§ TEXTO PARA LEITURA
↓

Se há culpas relativamente ao prato que nos oferecem, essas são nossas, exclusivamente nossas, pois, enquanto povo, continuamos a permitir que a frase de John Dalberg-Acton (1834/1902) continue plena de actualidade: "O poder tende a corromper e o poder absoluto corrompe absolutamente". 

...

Porque esta é a noite do inesquecível Abril, deixo aqui o texto do Padre Martins Júnior. Li, reli e tanto descobri nas entrelinhas deste texto. Obrigado, Amigo Padre. É tempo de ouvirmos "Os Vampiros" do intemporal Zeca.


O CRAVO QUE MATOU O MEDO
E OS MEDOS QUE MATAM OS CRAVOS





Com o mesmo entusiasmo com que vivemos a Semana Azul do Mar, a Semana perfumada da Flor, a Semana universal de Tudo, assim também quero respirar a plenos pulmões a Semana Vermelha de Abril. E é esta que me domina de domingo a domingo, tal qual a Semana da Páscoa libertadora, desde Domingo de Ramos ao Domingo da Vida reconquistada.

↑

§ TAREFAS A REALIZAR
- 1) Transcreva do texto sobre Abril o trecho que começa nas palavras "Porque esta é" e termina depois das palavras "da Vida reconquistada.".
- 2) No texto sobre Abril, que frase de John Dalberg-Acton é citada?

§ DADOS REGISTADOS

↓

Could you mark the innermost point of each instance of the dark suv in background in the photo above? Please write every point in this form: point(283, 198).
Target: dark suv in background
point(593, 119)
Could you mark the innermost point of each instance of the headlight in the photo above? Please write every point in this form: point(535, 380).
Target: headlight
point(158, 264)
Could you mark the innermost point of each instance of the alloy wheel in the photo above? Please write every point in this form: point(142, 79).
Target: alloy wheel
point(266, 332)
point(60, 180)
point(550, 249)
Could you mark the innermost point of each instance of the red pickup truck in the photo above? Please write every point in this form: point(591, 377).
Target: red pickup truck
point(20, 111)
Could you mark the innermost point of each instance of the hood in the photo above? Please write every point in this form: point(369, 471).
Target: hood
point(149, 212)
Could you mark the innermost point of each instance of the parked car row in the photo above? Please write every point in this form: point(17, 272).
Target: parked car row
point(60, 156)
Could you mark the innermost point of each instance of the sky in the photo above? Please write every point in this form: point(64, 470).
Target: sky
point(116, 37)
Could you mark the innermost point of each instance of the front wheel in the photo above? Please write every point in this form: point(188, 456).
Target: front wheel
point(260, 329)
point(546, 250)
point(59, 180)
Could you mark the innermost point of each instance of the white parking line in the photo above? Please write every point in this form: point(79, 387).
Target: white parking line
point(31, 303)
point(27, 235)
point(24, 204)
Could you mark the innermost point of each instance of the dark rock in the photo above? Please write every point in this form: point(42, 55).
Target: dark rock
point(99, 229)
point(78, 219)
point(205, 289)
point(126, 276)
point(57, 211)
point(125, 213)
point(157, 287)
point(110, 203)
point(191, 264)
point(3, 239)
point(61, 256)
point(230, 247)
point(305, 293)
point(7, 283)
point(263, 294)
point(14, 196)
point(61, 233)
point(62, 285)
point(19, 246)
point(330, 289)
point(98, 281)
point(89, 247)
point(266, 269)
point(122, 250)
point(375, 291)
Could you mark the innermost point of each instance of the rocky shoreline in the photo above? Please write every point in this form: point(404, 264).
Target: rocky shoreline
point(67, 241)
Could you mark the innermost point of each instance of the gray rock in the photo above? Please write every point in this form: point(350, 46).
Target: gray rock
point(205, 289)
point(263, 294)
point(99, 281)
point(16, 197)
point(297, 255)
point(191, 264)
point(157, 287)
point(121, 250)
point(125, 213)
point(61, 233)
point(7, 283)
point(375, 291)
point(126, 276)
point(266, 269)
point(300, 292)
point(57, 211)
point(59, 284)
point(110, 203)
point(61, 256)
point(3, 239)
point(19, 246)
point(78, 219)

↑

§ SOLUÇÕES DAS TAREFAS
- 1)
Porque esta é a noite do inesquecível Abril, deixo aqui o texto do Padre Martins Júnior. Li, reli e tanto descobri nas entrelinhas deste texto. Obrigado, Amigo Padre. É tempo de ouvirmos "Os Vampiros" do intemporal Zeca.


O CRAVO QUE MATOU O MEDO
E OS MEDOS QUE MATAM OS CRAVOS





Com o mesmo entusiasmo com que vivemos a Semana Azul do Mar, a Semana perfumada da Flor, a Semana universal de Tudo, assim também quero respirar a plenos pulmões a Semana Vermelha de Abril. E é esta que me domina de domingo a domingo, tal qual a Semana da Páscoa libertadora, desde Domingo de Ramos ao Domingo da Vida reconquistada.

- 2) "O poder tende a corromper e o poder absoluto corrompe absolutamente."